- _PROBLEM TO WORK ON_
Transcribe the records below in full; pictures stay out of the copy.

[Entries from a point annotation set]
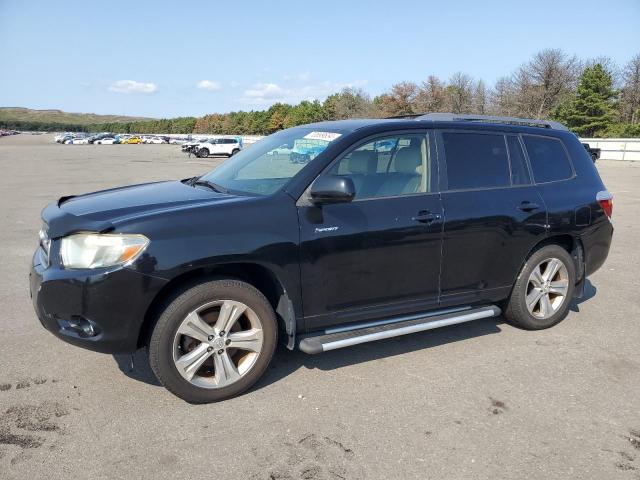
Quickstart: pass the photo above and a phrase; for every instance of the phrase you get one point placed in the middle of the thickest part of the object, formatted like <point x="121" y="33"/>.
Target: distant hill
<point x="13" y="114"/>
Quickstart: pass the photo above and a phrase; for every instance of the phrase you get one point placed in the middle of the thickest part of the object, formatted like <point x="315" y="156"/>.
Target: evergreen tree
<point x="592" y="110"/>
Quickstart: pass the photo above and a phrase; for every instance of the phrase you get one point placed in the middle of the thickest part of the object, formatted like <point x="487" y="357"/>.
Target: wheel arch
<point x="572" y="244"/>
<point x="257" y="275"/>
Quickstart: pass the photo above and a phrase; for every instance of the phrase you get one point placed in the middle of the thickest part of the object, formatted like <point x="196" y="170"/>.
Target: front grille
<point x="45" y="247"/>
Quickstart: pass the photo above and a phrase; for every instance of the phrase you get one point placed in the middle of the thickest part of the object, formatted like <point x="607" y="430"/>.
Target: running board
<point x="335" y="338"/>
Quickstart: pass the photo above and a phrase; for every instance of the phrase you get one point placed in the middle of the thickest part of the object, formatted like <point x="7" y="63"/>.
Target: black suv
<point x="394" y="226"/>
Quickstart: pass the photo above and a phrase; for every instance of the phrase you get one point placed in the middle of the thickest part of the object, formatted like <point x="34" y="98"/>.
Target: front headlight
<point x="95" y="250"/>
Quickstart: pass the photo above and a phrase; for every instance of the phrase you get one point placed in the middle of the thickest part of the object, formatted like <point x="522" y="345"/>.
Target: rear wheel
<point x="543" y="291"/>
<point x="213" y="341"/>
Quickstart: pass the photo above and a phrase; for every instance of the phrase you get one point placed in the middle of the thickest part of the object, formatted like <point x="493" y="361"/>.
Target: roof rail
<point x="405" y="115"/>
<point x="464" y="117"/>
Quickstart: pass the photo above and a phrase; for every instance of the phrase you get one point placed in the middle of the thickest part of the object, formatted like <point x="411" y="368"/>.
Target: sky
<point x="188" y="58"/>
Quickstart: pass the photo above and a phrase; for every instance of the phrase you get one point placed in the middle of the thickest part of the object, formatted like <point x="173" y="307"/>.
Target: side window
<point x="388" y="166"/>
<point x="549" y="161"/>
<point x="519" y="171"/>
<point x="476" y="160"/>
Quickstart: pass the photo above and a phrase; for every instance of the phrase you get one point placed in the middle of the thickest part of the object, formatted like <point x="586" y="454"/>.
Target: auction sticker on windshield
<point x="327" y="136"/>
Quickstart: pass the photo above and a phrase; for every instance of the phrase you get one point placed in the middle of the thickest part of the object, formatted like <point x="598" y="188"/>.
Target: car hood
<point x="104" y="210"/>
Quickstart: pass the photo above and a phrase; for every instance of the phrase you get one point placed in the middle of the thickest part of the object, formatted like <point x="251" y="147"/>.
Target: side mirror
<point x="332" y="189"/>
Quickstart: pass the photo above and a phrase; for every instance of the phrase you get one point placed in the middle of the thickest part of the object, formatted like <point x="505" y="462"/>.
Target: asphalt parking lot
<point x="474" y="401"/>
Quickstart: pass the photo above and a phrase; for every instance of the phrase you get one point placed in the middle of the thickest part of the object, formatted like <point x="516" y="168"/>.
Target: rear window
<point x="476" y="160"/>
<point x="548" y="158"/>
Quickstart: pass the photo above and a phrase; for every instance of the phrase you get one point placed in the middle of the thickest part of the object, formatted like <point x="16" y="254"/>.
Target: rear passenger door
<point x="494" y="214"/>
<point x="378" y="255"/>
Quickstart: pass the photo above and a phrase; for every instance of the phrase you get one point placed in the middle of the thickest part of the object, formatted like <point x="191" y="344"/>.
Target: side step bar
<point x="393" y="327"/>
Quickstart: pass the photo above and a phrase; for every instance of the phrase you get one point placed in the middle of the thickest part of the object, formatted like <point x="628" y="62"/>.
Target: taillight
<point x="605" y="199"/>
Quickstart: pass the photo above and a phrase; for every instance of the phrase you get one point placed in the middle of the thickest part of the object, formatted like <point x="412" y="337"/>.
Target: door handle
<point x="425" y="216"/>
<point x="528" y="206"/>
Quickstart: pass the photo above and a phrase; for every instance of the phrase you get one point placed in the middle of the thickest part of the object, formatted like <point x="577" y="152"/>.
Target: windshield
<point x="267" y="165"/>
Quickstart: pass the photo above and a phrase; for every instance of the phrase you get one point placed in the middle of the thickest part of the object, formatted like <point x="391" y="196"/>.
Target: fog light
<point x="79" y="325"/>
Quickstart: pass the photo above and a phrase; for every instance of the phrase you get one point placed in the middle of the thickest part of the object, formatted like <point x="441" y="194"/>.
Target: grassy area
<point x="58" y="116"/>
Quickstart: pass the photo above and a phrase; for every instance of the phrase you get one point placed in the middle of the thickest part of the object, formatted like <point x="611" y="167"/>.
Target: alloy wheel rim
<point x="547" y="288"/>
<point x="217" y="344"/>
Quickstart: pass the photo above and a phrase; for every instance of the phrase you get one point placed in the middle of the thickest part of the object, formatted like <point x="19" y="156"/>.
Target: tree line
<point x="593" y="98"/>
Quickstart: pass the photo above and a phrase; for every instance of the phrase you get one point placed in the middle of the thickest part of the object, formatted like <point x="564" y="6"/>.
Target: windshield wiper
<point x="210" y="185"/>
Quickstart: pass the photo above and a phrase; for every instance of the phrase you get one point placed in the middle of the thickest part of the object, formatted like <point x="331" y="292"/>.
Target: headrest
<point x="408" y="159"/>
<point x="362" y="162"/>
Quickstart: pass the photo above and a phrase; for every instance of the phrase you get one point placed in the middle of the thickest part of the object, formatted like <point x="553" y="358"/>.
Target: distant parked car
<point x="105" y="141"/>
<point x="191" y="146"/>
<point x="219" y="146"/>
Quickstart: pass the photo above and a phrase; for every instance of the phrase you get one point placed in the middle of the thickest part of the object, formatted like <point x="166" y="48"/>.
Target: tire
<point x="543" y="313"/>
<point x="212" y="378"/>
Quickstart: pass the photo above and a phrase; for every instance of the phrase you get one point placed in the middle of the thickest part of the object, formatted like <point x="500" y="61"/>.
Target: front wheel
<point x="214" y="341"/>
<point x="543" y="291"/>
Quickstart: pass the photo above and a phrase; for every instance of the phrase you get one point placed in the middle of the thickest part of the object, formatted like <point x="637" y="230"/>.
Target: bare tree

- _THE RESULT_
Quickstart: pass the photo above and a phrase; for every instance of the phrase you get one point placed in the middle of the thickest part of the object, formatted like <point x="121" y="33"/>.
Target: distant hill
<point x="13" y="114"/>
Quickstart: pass the photo above and a phrase; for every instance of the phrase you get one point placed in the middle of the thickest part of the object, formatted like <point x="315" y="156"/>.
Target: evergreen tree
<point x="592" y="110"/>
Quickstart: pass the photo above and a phrase; for every instance of the phrase you get one point placed in the middle of the thickest part of the object, formatted like <point x="487" y="357"/>.
Target: wheel arch
<point x="572" y="244"/>
<point x="257" y="275"/>
Quickstart: pass the photo above and a phrase; for every instance of the phrase you get one point placed in the middle of the thickest part of the object, formatted like <point x="196" y="170"/>.
Target: front grille
<point x="45" y="247"/>
Quickstart: pass the photo above and a phrase; for every instance of the phrase you get one point placed in the middle of the thickest part of the object, formatted like <point x="607" y="430"/>.
Target: running board
<point x="335" y="338"/>
Quickstart: pass the photo above and a phrase; for every instance of the phrase you get one point placed in the middle of the thickest part of the object, formatted like <point x="7" y="63"/>.
Target: black suv
<point x="394" y="226"/>
Quickstart: pass the photo above and a phrase; for every instance of the phrase you get one point placed in the middle of the thickest part of the object, formatted like <point x="34" y="98"/>.
Target: front headlight
<point x="95" y="250"/>
Quickstart: pass the photo above and a phrase; for every instance of the phrase you get one point placed in the middle of the thickest part of the object, formatted like <point x="522" y="345"/>.
Target: rear wheel
<point x="543" y="291"/>
<point x="213" y="341"/>
Quickstart: pass the photo above and a phrase; for every instance of the phrase you get one point placed in the middle of the thickest part of the object, formatted like <point x="493" y="361"/>.
Target: roof rail
<point x="405" y="115"/>
<point x="464" y="117"/>
Quickstart: pass the photo above and a phrase; for every instance of the phrase you get one point placed in the middle of the thickest part of the object, formatted like <point x="411" y="368"/>.
Target: sky
<point x="188" y="58"/>
Quickstart: pass the photo above and a phrase; for every instance of the phrase you get one point placed in the middle of the thickest part of the object, formatted like <point x="173" y="307"/>.
Target: side window
<point x="388" y="166"/>
<point x="549" y="161"/>
<point x="519" y="171"/>
<point x="476" y="160"/>
Quickstart: pass the photo above and a phrase; for every instance of the phrase you get one point placed in the middle of the thickest part of the object, formatted like <point x="586" y="454"/>.
Target: auction sticker on windshield
<point x="327" y="136"/>
Quickstart: pass the photo above and a phrase; for every instance of the phrase you get one point placed in the middle of the thickest part of the object, formatted like <point x="598" y="188"/>.
Target: car hood
<point x="104" y="210"/>
Quickstart: pass the photo above and a phrase; for every instance of the phrase you get one point placed in the middle of the thickest part of the object, formatted like <point x="251" y="147"/>.
Target: side mirror
<point x="332" y="189"/>
Quickstart: pass the photo above and a phrase; for every instance of the phrase you get one point placed in the middle of the thickest part of the object, formatted like <point x="505" y="462"/>.
Target: asphalt parking lot
<point x="474" y="401"/>
Quickstart: pass the photo above and a phrase; for every instance of the phrase you get one point placed in the middle of the thickest part of the object, formatted like <point x="516" y="168"/>.
Target: rear window
<point x="476" y="160"/>
<point x="548" y="158"/>
Quickstart: pass the photo above and a phrase; for every instance of the phrase you get one point placed in the middle of the thickest part of the object, formatted like <point x="16" y="254"/>.
Target: rear passenger door
<point x="494" y="214"/>
<point x="378" y="255"/>
Quickstart: pass the photo above and a phrase; for every instance of the phrase you get one point placed in the middle of the thickest part of the object, formatted like <point x="191" y="344"/>.
Target: side step bar
<point x="393" y="327"/>
Quickstart: pass the photo above and a phrase; for every instance of the phrase you get one point placed in the middle of the thickest part of the object, formatted like <point x="628" y="62"/>.
Target: taillight
<point x="605" y="199"/>
Quickstart: pass the photo above and a phrase; for every instance of the phrase you get one point placed in the middle of the thickest part of the object, formatted like <point x="412" y="337"/>.
Target: door handle
<point x="425" y="216"/>
<point x="528" y="206"/>
Quickstart: pass the photo above and a phrase; for every instance of the phrase you get one point placed in the middle of the thickest part of the object, formatted like <point x="577" y="152"/>.
Target: windshield
<point x="267" y="165"/>
Quickstart: pass the photo above and a phrase; for every instance of the phrase you get one point placed in the middle of the thickest part of the object, formatted like <point x="391" y="196"/>.
Target: fog light
<point x="79" y="325"/>
Quickstart: pass the photo above and a phrase; for every instance of the phrase you get one point placed in the middle of the thickest part of the object, formatted like <point x="441" y="194"/>.
Target: grassy area
<point x="58" y="116"/>
Quickstart: pass the photo above and a phrase; for every instance of the phrase you get one point placed in the middle of the thickest part of the object, formatted like <point x="611" y="167"/>.
Target: alloy wheel rim
<point x="547" y="288"/>
<point x="217" y="344"/>
Quickstart: pass the photo above and a phrase; for every instance of the phrase you get one point placed in the middle of the thickest part of the object, formatted like <point x="19" y="156"/>.
Target: tree line
<point x="593" y="98"/>
Quickstart: pass the photo above and a phrase; for every instance of the phrase you get one point placed in the middle of the thickest part of the object, formatted like <point x="564" y="6"/>.
Target: windshield wiper
<point x="210" y="185"/>
Quickstart: pass the photo above and a phrase; for every instance of the phrase you get one point placed in the middle of the thickest part of the object, formatted like <point x="331" y="292"/>.
Target: headrest
<point x="408" y="159"/>
<point x="362" y="162"/>
Quickstart: pass the photo above and a phrase; for every instance of the phrase you get one point placed in the middle of the thickest part of the object, formatted like <point x="553" y="358"/>.
Target: distant parked car
<point x="105" y="141"/>
<point x="191" y="146"/>
<point x="219" y="146"/>
Quickstart: pass the photo above and a phrase; for every instance of the phrase you get one point placed in the middle of the thickest part of the object, formatted like <point x="166" y="48"/>.
Target: tire
<point x="543" y="313"/>
<point x="212" y="378"/>
Quickstart: pass the photo above and a phrase; for every instance of the phrase you get one point placed in the middle of the thickest part of the object, formatted like <point x="500" y="61"/>.
Target: front wheel
<point x="214" y="341"/>
<point x="543" y="291"/>
Quickstart: pass the photo above and a phrase; for every instance of the phrase you get one point placed in the middle of the thickest part of the object, formatted like <point x="637" y="230"/>.
Target: bare tree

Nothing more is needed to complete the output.